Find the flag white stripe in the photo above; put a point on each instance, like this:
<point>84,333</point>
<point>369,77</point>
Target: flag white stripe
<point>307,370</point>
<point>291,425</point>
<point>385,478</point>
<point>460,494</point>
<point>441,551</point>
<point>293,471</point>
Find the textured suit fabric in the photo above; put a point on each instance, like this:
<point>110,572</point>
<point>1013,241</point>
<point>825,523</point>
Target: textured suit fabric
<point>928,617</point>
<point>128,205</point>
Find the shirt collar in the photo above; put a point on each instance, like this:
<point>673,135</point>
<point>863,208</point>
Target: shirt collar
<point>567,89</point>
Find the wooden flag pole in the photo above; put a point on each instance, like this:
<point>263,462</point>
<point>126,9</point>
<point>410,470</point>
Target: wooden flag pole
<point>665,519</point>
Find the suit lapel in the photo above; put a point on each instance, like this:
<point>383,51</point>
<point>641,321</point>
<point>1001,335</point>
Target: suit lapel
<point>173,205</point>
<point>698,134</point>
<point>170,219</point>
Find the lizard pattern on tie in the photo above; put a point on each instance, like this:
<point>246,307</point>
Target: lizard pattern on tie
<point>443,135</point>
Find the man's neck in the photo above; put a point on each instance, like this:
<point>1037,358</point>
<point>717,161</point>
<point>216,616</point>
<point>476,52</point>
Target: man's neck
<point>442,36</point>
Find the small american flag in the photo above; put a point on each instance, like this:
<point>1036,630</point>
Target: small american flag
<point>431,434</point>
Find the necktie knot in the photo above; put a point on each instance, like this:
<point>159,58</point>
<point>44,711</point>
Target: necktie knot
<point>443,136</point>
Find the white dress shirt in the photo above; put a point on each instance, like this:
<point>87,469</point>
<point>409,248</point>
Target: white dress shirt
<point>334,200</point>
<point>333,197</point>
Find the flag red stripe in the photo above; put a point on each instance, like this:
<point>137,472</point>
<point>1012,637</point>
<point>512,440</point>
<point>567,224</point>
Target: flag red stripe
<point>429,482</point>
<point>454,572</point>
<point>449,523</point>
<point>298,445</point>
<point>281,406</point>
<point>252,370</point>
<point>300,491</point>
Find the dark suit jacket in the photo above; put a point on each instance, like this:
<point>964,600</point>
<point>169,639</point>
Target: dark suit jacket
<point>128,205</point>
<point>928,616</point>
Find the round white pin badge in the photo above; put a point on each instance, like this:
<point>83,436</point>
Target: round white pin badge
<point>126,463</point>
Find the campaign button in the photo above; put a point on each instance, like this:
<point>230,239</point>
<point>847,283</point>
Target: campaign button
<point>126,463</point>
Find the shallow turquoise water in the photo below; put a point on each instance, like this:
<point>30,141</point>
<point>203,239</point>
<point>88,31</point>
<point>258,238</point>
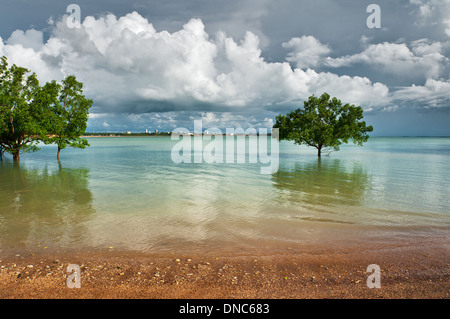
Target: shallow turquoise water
<point>127,193</point>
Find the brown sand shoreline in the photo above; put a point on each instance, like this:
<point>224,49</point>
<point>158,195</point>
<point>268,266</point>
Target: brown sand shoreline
<point>412,269</point>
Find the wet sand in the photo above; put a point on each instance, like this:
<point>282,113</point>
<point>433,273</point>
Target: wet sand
<point>412,268</point>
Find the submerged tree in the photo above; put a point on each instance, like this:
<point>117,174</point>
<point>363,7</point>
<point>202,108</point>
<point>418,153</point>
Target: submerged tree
<point>19,128</point>
<point>324,122</point>
<point>30,113</point>
<point>69,116</point>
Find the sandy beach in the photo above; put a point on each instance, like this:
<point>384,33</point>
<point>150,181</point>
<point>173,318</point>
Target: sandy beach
<point>409,269</point>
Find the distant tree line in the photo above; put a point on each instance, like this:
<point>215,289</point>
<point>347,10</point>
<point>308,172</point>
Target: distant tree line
<point>30,113</point>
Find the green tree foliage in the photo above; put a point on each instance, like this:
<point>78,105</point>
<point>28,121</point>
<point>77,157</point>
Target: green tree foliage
<point>324,122</point>
<point>30,113</point>
<point>19,129</point>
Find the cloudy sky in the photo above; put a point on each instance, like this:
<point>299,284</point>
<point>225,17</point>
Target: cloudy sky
<point>151,64</point>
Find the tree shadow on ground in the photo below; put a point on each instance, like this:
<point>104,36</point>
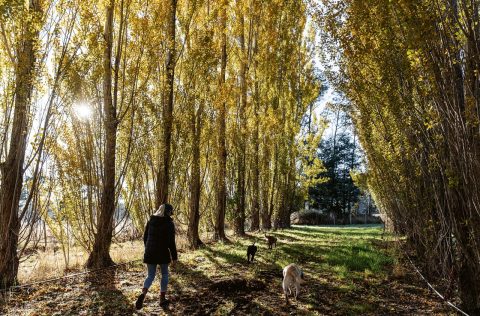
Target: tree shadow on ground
<point>106,298</point>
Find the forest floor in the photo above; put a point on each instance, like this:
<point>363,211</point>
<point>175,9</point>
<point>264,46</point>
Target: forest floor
<point>349,271</point>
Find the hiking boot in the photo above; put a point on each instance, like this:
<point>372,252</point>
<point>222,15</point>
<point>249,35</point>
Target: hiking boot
<point>139,303</point>
<point>164,302</point>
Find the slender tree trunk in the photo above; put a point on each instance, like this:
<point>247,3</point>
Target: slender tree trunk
<point>239,222</point>
<point>194,215</point>
<point>256,172</point>
<point>100,255</point>
<point>266,220</point>
<point>221,145</point>
<point>12,169</point>
<point>163,178</point>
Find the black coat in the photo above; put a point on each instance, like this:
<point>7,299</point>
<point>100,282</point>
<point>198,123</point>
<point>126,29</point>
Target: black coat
<point>159,240</point>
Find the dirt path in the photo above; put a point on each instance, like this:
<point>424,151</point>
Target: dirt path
<point>205,285</point>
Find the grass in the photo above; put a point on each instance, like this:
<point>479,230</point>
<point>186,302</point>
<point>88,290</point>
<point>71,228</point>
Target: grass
<point>350,270</point>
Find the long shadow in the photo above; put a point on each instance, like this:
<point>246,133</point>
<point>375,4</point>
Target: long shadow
<point>229,257</point>
<point>106,299</point>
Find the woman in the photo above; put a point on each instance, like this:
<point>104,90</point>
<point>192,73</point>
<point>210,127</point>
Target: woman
<point>160,249</point>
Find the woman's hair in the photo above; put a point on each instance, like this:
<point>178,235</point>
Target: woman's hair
<point>164,210</point>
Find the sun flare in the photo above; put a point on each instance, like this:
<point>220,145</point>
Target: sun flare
<point>83,111</point>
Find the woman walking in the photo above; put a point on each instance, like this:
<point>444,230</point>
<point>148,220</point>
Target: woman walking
<point>160,249</point>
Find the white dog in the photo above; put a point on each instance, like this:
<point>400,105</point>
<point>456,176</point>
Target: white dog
<point>292,277</point>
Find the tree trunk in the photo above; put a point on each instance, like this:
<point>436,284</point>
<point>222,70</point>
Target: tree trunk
<point>239,222</point>
<point>221,146</point>
<point>163,178</point>
<point>100,255</point>
<point>256,172</point>
<point>194,215</point>
<point>12,169</point>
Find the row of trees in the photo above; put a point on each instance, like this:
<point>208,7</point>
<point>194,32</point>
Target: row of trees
<point>111,108</point>
<point>411,71</point>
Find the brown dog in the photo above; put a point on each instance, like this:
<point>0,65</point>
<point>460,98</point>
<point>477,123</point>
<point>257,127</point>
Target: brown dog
<point>292,278</point>
<point>271,240</point>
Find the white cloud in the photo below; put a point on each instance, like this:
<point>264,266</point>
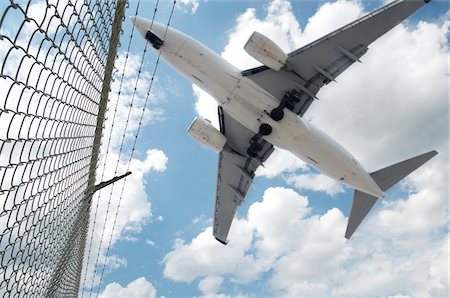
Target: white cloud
<point>188,5</point>
<point>389,108</point>
<point>150,242</point>
<point>111,223</point>
<point>316,182</point>
<point>280,161</point>
<point>139,288</point>
<point>210,284</point>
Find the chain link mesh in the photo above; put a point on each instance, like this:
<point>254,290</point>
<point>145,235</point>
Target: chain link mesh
<point>54,58</point>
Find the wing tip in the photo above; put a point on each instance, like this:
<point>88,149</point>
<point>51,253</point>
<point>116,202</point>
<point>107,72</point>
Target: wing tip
<point>221,241</point>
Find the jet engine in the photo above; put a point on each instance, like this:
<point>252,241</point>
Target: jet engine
<point>206,134</point>
<point>265,51</point>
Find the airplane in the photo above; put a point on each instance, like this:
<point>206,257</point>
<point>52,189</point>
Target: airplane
<point>263,107</point>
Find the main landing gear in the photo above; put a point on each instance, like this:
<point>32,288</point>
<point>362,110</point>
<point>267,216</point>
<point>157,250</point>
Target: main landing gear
<point>255,142</point>
<point>290,100</point>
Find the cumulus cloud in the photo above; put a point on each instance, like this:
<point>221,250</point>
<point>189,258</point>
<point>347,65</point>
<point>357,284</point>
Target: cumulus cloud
<point>139,288</point>
<point>316,182</point>
<point>188,5</point>
<point>384,110</point>
<point>114,218</point>
<point>280,161</point>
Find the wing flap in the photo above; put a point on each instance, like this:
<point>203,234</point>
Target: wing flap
<point>320,62</point>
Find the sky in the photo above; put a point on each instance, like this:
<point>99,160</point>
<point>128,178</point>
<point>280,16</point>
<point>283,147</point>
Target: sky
<point>287,239</point>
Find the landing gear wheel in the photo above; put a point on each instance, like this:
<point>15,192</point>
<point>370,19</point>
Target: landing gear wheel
<point>277,114</point>
<point>265,129</point>
<point>251,153</point>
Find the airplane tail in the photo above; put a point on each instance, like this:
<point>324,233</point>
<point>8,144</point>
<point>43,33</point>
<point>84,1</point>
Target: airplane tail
<point>385,178</point>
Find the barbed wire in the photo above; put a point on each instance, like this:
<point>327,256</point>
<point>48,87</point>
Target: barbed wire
<point>137,131</point>
<point>53,57</point>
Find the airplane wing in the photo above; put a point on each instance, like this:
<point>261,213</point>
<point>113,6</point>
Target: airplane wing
<point>235,172</point>
<point>320,62</point>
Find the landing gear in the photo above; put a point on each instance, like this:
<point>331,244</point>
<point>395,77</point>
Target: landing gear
<point>154,40</point>
<point>277,114</point>
<point>290,99</point>
<point>265,129</point>
<point>255,144</point>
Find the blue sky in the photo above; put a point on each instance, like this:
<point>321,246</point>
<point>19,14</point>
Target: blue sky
<point>289,236</point>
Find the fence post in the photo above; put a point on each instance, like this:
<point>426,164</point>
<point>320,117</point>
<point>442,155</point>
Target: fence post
<point>75,245</point>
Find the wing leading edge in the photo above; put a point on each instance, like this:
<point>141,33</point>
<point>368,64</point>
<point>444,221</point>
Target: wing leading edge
<point>235,172</point>
<point>320,62</point>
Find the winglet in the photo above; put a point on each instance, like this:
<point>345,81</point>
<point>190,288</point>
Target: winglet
<point>221,241</point>
<point>385,178</point>
<point>361,205</point>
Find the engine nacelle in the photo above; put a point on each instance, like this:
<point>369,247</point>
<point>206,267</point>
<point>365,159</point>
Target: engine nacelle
<point>265,51</point>
<point>206,134</point>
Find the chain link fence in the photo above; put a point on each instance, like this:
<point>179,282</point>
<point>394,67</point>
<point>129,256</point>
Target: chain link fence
<point>56,60</point>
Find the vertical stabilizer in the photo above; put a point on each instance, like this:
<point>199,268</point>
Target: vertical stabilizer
<point>385,178</point>
<point>389,176</point>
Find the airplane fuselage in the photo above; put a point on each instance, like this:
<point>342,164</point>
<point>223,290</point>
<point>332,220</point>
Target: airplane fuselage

What is required: Copy out the listing above from the line containing "Target: submerged tree" to the line containing "<point>186,302</point>", both included, exactly as written and minus the images.

Expected output:
Target: submerged tree
<point>19,128</point>
<point>324,122</point>
<point>30,113</point>
<point>69,116</point>
Find the sandy beach in the photo above; put a point on each instance, like this:
<point>384,33</point>
<point>150,181</point>
<point>173,318</point>
Target: sandy beach
<point>409,269</point>
Find the distant tree line in the photo above; put a point on each instance, like this:
<point>215,289</point>
<point>347,10</point>
<point>308,172</point>
Target: distant tree line
<point>30,113</point>
Find the green tree foliage in the photo above; put a point on each instance, like this:
<point>78,105</point>
<point>28,121</point>
<point>77,157</point>
Target: green tree foliage
<point>324,122</point>
<point>30,113</point>
<point>19,129</point>
Find the cloudy sky in the photo above; put a point on each instance, like this:
<point>299,284</point>
<point>225,17</point>
Target: cloudy sky
<point>151,64</point>
Find the tree shadow on ground in the photo below; put a point on each instance, like this:
<point>104,36</point>
Target: tree shadow on ground
<point>106,298</point>
Find the forest floor in the photo above; put a point on each instance, like this:
<point>363,211</point>
<point>175,9</point>
<point>264,46</point>
Target: forest floor
<point>349,271</point>
Find the hiking boot in the photo above; put a point on each instance, like this:
<point>372,252</point>
<point>222,15</point>
<point>249,35</point>
Target: hiking boot
<point>139,303</point>
<point>164,302</point>
Find the slender tree trunk in the photo above; put a point on each instance, like this:
<point>247,3</point>
Target: slender tree trunk
<point>239,222</point>
<point>194,215</point>
<point>256,172</point>
<point>100,255</point>
<point>266,220</point>
<point>221,145</point>
<point>12,169</point>
<point>163,178</point>
Find the black coat in the photo above; put a point on each instance, like this:
<point>7,299</point>
<point>100,282</point>
<point>198,123</point>
<point>126,29</point>
Target: black coat
<point>159,240</point>
Find the dirt path in the photo above; put a point on each instance, like this:
<point>424,151</point>
Target: dirt path
<point>205,285</point>
Find the grass in the photo above; put a point on each instance, like this:
<point>479,230</point>
<point>186,302</point>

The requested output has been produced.